◆ **Kaynak**
· · · · ·

SINIF İÇİ NİTELİK VE ÖLÇME DÜZENİ
2005 program güncellemeleri ile yapılandırmacı yaklaşım sınıf içi uygulamaların merkezine alınmıştır. Yeni ders kitabı ve öğretmen kılavuzu ekosistemiyle bu yaklaşım desteklenmiş, böylece nicelik yönlü genişleme nitelik yönlü bir sınıf içi düzene eklemlenmiştir. 2005–2009 döneminde OKS’den OGES-SBS’ye uzanan ölçme ve yerleştirme mimarisi, sınav baskısını tek kanaldan alıp çok yıllı ölçmeye ve okul başarısı bileşenine yaymıştır. Bu mekanizmalar kalite tartışmasını soyut bir söylem olmaktan çıkarıp veriye dayalı bir izleğe bağlamıştır. 2003–2009 arasında uluslararası izleme çalışmalarında kaydedilen puan artışları, erişim siyasetinin sınıf içi nitelikle aynı hatta yürüdüğünde sonuç üretebildiğini göstermiştir. Buradaki anahtar, pedagojik ekosistemin güçlenmesidir.
Öğretmenin rehberlik rolünün belirginleşmesi, süreç ve performans bileşenlerini içeren ölçme uygulamalarının yaygınlaşması ve öğrenenin etkin katılımı aynı bütünün parçaları hâline gelmiştir.
TOPLUMSAL KAPSAYICILIK VE ERKEN ÇOCUKLUK
Toplumsal/sosyal kapsayıcılık da alanda gerçek karşılık bulmuştur. Haydi Kızlar Okula girişimi, hane ziyaretleri, yerel paydaşlarla iş birliği ve rehberlik bileşenleriyle toplumsal cinsiyete bağlı eğitim açığını kapatmada ölçülebilir bir ivme üretmiştir. Erken çocukluk ekseninde 2009 ve 2010’da otuz iki ilde yürütülen beş yaş pilotu, en yüksek toplumsal getiriye sahip evrede kapsayıcı kamusallığı güçlendirmiştir. İzleyen dönemde okul öncesi kayıtlı çocuk sayısında yüksek oranlı artış ve kamu harcamasındaki büyüme bu yönelimin yaygınlaştığını düşündürmektedir. Göçle gelen çocuklar ile özel eğitime ihtiyaç duyan bireyler için geliştirilen esnek uygulamalar, kimseyi dışarıda bırakmayan hak temelli ve kapsayıcı erişim yaklaşımının kurumsal güvencesini oluşturmuştur. Böylece erişimdeki genişleme, cinsiyet, mekân ve sosyoekonomik arka plan farklılıklarına duyarlı şekilde yönetilebilir hâle gelmiştir.

· · · · ·

◆ **Sağlanan Veriler**
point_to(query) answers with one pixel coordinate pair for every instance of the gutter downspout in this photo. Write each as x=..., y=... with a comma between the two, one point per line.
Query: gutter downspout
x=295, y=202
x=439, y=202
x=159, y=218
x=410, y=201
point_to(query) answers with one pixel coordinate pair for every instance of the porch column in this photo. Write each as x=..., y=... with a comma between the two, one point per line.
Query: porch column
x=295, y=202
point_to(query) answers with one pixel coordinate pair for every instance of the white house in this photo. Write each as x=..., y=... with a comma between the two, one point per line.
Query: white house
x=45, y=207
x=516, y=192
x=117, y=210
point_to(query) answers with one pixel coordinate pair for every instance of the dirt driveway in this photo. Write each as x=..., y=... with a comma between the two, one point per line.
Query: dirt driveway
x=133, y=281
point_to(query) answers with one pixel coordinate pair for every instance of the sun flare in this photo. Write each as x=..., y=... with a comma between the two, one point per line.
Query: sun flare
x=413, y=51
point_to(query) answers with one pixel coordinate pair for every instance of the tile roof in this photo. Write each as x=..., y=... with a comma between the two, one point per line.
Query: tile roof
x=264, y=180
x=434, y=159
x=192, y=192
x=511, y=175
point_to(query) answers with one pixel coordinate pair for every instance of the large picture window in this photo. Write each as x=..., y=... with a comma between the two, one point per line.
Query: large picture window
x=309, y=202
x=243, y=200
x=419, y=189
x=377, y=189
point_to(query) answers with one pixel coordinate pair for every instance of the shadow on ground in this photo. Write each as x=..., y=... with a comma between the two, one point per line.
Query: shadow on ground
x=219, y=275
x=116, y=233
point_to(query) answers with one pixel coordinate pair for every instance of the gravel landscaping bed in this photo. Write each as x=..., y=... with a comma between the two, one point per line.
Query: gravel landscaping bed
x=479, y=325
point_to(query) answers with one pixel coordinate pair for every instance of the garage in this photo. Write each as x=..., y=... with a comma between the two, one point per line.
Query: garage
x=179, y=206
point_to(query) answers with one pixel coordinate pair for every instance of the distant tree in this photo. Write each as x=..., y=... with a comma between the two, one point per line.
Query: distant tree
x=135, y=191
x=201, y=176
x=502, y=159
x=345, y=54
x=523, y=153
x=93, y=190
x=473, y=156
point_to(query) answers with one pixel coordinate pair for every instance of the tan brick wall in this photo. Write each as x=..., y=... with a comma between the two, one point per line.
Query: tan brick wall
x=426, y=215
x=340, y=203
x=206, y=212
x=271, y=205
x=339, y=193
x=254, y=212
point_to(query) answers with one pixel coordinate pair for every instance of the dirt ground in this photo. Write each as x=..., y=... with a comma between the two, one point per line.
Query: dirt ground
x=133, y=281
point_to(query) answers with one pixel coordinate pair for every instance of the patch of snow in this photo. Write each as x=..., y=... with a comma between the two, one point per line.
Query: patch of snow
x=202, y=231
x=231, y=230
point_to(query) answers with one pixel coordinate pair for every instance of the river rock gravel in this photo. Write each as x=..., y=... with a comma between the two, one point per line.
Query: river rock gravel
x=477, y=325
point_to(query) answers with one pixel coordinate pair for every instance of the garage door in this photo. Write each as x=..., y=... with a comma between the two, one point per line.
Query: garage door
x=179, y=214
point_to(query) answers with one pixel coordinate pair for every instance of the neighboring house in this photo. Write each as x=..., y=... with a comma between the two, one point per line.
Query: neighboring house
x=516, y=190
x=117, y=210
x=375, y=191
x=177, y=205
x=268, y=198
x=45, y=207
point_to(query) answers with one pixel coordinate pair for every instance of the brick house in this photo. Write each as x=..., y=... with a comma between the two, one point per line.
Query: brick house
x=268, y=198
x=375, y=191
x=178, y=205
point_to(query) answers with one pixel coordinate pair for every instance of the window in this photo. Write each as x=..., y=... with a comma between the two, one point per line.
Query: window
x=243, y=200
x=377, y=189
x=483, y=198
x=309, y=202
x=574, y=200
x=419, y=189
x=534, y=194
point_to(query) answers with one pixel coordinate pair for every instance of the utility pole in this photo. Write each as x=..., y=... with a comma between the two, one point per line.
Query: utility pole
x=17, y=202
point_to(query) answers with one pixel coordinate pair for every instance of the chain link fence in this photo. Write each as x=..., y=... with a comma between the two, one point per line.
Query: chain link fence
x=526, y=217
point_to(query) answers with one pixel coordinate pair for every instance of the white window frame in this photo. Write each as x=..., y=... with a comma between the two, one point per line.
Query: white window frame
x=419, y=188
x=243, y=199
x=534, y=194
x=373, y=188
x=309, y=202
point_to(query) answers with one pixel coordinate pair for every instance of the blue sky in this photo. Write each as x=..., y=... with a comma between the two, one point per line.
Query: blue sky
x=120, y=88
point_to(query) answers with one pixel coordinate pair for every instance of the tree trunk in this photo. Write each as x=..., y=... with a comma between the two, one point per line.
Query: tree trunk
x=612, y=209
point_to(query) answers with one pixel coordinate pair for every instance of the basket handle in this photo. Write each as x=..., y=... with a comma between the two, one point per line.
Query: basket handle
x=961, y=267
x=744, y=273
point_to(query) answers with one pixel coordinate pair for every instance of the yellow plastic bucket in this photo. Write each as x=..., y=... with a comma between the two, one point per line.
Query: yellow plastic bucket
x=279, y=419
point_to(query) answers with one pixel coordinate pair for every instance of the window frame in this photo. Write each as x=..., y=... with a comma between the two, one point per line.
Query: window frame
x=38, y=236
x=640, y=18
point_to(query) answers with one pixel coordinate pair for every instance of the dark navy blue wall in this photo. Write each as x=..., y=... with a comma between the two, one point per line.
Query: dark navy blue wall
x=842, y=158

· · · · ·

◆ **Yönergeler**
[1] Eğitimde nitelik ve kapsayıcılık konulu metinden "SINIF İÇİ NİTELİK" ifadesinden başlayıp "pedagojik ekosistemin güçlenmesidir." ifadesi de dahil olmak üzere o kısma kadar olan bölümü hiç değiştirmeden çıkarın.
[2] Girdilerde "the garage in" geçen satırdan "x=179, y=206" geçen satıra kadar, bu satır da dahil, olan satırları düzenleyin: "garage" yerine "carport" yazın, geri kalan her şeyi olduğu gibi bırakarak yalnızca bu satırları verin.

◆ **Çözümler**
[1]
SINIF İÇİ NİTELİK VE ÖLÇME DÜZENİ
2005 program güncellemeleri ile yapılandırmacı yaklaşım sınıf içi uygulamaların merkezine alınmıştır. Yeni ders kitabı ve öğretmen kılavuzu ekosistemiyle bu yaklaşım desteklenmiş, böylece nicelik yönlü genişleme nitelik yönlü bir sınıf içi düzene eklemlenmiştir. 2005–2009 döneminde OKS’den OGES-SBS’ye uzanan ölçme ve yerleştirme mimarisi, sınav baskısını tek kanaldan alıp çok yıllı ölçmeye ve okul başarısı bileşenine yaymıştır. Bu mekanizmalar kalite tartışmasını soyut bir söylem olmaktan çıkarıp veriye dayalı bir izleğe bağlamıştır. 2003–2009 arasında uluslararası izleme çalışmalarında kaydedilen puan artışları, erişim siyasetinin sınıf içi nitelikle aynı hatta yürüdüğünde sonuç üretebildiğini göstermiştir. Buradaki anahtar, pedagojik ekosistemin güçlenmesidir.

[2]
point_to(query) answers with one pixel coordinate pair for every instance of the carport in this photo. Write each as x=..., y=... with a comma between the two, one point per line.
Query: carport
x=179, y=206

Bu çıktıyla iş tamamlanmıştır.